### Exercise
Copy word for word, please, the lines of the entries below running from the one containing "Target: utility pole" to the one containing "Target: pedestrian", both ends included.

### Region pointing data

*** Begin section ***

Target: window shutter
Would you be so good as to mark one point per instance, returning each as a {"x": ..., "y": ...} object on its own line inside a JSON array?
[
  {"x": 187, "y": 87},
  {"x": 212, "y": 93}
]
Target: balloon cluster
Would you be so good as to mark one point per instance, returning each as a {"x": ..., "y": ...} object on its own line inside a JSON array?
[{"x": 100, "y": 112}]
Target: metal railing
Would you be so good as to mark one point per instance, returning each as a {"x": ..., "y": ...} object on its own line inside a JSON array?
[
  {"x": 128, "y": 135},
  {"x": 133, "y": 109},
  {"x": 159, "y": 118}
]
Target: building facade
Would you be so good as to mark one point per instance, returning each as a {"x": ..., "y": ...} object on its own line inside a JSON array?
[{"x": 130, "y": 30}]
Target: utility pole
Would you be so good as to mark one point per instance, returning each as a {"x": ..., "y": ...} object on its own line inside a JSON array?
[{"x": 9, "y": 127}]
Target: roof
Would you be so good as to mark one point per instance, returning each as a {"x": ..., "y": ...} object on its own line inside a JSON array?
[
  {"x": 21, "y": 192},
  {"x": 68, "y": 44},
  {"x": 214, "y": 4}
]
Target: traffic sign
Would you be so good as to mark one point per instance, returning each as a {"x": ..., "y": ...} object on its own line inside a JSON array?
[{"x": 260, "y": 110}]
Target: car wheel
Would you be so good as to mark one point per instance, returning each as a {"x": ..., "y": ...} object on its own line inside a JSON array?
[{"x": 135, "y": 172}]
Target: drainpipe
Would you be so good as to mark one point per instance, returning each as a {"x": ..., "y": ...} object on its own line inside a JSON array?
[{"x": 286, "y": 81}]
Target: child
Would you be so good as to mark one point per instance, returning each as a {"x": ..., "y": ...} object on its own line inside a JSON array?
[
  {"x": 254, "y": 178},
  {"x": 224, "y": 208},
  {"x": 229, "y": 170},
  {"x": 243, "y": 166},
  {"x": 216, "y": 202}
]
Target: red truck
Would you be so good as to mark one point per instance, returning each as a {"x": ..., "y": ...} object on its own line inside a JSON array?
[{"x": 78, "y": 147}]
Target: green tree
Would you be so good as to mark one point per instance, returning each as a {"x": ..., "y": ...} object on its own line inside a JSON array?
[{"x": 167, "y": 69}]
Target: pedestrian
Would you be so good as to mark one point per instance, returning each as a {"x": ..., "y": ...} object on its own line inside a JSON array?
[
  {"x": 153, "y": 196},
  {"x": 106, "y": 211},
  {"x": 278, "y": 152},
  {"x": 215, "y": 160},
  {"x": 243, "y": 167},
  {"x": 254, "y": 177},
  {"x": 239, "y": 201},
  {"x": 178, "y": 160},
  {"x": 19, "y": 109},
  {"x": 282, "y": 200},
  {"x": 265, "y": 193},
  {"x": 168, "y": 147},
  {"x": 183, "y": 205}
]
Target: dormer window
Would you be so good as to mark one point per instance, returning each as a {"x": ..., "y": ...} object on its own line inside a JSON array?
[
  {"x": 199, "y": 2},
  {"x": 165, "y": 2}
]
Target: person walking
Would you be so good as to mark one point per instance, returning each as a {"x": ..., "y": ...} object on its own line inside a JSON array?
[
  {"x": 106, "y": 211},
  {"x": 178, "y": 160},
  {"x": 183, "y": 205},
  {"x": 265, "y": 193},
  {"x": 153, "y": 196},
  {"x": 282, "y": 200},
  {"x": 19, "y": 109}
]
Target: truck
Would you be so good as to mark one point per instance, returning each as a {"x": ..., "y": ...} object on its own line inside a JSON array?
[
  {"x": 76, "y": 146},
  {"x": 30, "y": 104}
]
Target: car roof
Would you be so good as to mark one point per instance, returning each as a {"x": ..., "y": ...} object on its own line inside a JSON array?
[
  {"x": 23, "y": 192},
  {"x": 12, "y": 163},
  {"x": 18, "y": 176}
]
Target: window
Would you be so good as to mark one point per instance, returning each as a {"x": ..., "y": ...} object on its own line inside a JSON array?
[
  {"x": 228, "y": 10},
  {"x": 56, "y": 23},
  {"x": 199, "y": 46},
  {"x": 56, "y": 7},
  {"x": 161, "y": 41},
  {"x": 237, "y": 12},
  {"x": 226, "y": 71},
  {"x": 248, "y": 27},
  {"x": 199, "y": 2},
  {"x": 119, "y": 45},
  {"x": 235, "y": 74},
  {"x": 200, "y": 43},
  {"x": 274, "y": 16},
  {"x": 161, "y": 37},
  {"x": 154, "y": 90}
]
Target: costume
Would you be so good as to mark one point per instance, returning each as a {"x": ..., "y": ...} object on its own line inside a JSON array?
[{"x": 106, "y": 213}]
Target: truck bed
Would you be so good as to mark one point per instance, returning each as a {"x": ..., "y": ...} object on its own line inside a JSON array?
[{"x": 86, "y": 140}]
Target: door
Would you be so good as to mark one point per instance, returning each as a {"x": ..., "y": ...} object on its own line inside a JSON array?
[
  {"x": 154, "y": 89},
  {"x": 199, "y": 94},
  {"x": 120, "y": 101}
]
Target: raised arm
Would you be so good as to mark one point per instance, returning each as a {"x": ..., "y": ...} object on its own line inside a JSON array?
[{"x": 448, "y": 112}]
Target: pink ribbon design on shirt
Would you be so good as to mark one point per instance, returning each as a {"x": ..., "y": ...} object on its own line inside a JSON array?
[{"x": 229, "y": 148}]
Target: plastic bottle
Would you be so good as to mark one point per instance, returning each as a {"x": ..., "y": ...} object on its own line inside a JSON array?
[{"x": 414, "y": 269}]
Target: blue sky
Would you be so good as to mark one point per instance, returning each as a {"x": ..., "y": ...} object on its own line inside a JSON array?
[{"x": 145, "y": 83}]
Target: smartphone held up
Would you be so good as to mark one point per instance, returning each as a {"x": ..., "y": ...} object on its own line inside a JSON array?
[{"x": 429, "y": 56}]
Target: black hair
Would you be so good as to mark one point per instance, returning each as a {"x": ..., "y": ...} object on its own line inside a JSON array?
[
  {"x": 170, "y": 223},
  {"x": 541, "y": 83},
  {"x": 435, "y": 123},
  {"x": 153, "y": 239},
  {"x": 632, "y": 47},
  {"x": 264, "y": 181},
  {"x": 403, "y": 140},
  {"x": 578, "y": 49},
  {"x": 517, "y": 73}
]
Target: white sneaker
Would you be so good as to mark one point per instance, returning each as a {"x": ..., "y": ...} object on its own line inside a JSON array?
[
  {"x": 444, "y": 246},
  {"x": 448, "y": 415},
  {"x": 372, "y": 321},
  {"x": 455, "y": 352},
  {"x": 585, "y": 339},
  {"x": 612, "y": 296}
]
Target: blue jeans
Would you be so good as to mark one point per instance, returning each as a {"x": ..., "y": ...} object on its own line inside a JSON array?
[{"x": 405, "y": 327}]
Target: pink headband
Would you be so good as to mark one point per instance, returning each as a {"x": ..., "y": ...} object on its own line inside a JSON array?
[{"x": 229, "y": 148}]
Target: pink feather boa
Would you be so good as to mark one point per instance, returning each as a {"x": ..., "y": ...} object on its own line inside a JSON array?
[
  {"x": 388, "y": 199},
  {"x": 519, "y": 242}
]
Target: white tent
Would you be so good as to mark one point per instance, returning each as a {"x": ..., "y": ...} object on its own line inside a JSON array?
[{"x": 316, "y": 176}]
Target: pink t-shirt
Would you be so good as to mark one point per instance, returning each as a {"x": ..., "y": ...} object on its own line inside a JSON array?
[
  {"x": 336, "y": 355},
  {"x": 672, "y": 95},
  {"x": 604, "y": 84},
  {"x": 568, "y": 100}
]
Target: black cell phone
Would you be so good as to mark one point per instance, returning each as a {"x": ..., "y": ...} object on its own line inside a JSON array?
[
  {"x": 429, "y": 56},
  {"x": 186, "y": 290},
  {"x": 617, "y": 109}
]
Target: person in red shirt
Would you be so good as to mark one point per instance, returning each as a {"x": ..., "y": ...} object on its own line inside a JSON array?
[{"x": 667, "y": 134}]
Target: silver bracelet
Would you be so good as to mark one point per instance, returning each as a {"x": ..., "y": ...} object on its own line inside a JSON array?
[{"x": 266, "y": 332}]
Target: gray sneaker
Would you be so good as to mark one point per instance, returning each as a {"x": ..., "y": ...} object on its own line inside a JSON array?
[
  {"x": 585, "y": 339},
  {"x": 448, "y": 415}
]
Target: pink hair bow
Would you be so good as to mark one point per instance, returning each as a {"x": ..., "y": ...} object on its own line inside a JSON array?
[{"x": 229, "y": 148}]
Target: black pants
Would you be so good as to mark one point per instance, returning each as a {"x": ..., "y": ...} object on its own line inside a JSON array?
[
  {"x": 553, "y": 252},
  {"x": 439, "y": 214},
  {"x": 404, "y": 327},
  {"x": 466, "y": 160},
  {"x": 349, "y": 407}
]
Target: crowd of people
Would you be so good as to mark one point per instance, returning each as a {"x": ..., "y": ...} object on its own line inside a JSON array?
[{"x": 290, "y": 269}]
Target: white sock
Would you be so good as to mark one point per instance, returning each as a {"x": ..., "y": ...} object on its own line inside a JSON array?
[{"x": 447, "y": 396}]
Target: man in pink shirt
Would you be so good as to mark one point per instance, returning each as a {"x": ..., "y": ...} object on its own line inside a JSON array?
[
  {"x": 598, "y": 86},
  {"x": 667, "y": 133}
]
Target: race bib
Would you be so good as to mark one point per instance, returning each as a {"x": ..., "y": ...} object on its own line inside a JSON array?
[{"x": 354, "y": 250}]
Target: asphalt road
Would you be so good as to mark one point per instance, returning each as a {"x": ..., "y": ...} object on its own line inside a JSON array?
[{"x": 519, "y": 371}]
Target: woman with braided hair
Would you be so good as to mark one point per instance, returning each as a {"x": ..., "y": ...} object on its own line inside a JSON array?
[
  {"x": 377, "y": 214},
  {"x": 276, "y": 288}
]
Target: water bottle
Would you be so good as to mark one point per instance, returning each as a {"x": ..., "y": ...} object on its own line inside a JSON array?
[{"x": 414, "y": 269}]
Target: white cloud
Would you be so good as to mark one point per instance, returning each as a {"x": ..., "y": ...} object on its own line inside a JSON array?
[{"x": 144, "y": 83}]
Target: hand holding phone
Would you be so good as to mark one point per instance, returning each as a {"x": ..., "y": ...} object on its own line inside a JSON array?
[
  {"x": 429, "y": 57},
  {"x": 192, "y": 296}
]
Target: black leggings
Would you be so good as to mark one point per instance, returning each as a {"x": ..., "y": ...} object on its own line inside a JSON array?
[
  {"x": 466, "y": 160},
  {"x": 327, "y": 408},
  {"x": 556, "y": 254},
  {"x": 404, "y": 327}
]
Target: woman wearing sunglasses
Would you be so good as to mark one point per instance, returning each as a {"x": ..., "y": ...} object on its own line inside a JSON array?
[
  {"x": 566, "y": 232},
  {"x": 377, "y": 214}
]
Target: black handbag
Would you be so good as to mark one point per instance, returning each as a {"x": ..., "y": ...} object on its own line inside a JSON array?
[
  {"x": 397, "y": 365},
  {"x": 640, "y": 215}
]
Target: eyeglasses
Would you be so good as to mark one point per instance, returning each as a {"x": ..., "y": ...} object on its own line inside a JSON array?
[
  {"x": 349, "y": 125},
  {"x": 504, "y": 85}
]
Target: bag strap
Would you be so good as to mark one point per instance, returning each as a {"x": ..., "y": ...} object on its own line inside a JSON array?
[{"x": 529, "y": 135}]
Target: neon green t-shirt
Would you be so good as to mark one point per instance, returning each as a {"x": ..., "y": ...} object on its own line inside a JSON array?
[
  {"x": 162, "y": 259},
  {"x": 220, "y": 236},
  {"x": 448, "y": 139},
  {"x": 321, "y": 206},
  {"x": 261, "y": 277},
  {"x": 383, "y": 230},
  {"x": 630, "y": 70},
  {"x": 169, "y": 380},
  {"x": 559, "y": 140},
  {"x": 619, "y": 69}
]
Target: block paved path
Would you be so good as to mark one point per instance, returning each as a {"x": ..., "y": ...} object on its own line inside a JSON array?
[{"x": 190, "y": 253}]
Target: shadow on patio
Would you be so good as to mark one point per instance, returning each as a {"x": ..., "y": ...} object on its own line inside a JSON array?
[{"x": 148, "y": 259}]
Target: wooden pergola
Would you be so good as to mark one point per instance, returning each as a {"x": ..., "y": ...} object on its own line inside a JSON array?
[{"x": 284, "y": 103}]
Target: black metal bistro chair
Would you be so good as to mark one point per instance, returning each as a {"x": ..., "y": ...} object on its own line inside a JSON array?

*** End section ***

### Answer to this exercise
Target: utility pole
Would you be so good as to mark one point per instance, returning each as a {"x": ..., "y": ...} object on its own line inside a JSON array?
[{"x": 9, "y": 127}]
Target: roof
Would you be so good as to mark one point per instance, returning each as a {"x": ..., "y": ...} object on its own line inside a JSON array?
[
  {"x": 21, "y": 192},
  {"x": 68, "y": 44},
  {"x": 214, "y": 4}
]
Target: traffic sign
Would you be so good as to mark one point per instance, returning each as a {"x": ..., "y": ...} object on its own line inside a JSON array?
[{"x": 260, "y": 110}]
Target: car wheel
Would you be so good as to mark one point per instance, returning each as a {"x": ..., "y": ...} object on its own line inside a JSON array?
[{"x": 135, "y": 172}]
Target: drainpipe
Would you be so good as to mark one point per instance, returning each as a {"x": ..., "y": ...} object on its own line inside a JSON array?
[{"x": 286, "y": 81}]
Target: child
Would you be so good as to mark one point per instance, returning each as a {"x": ..., "y": ...} object on its own line inside a JSON array?
[
  {"x": 254, "y": 178},
  {"x": 224, "y": 208},
  {"x": 229, "y": 170},
  {"x": 243, "y": 166},
  {"x": 216, "y": 202}
]
Target: red truck
Would you be so good as to mark one point per instance, returning each as a {"x": ..., "y": ...} object on its own line inside a JSON array?
[{"x": 78, "y": 147}]
Target: green tree
Would you be so good as to mark one point per instance, returning each as a {"x": ..., "y": ...} object on its own line inside a JSON array?
[{"x": 167, "y": 69}]
Target: pedestrian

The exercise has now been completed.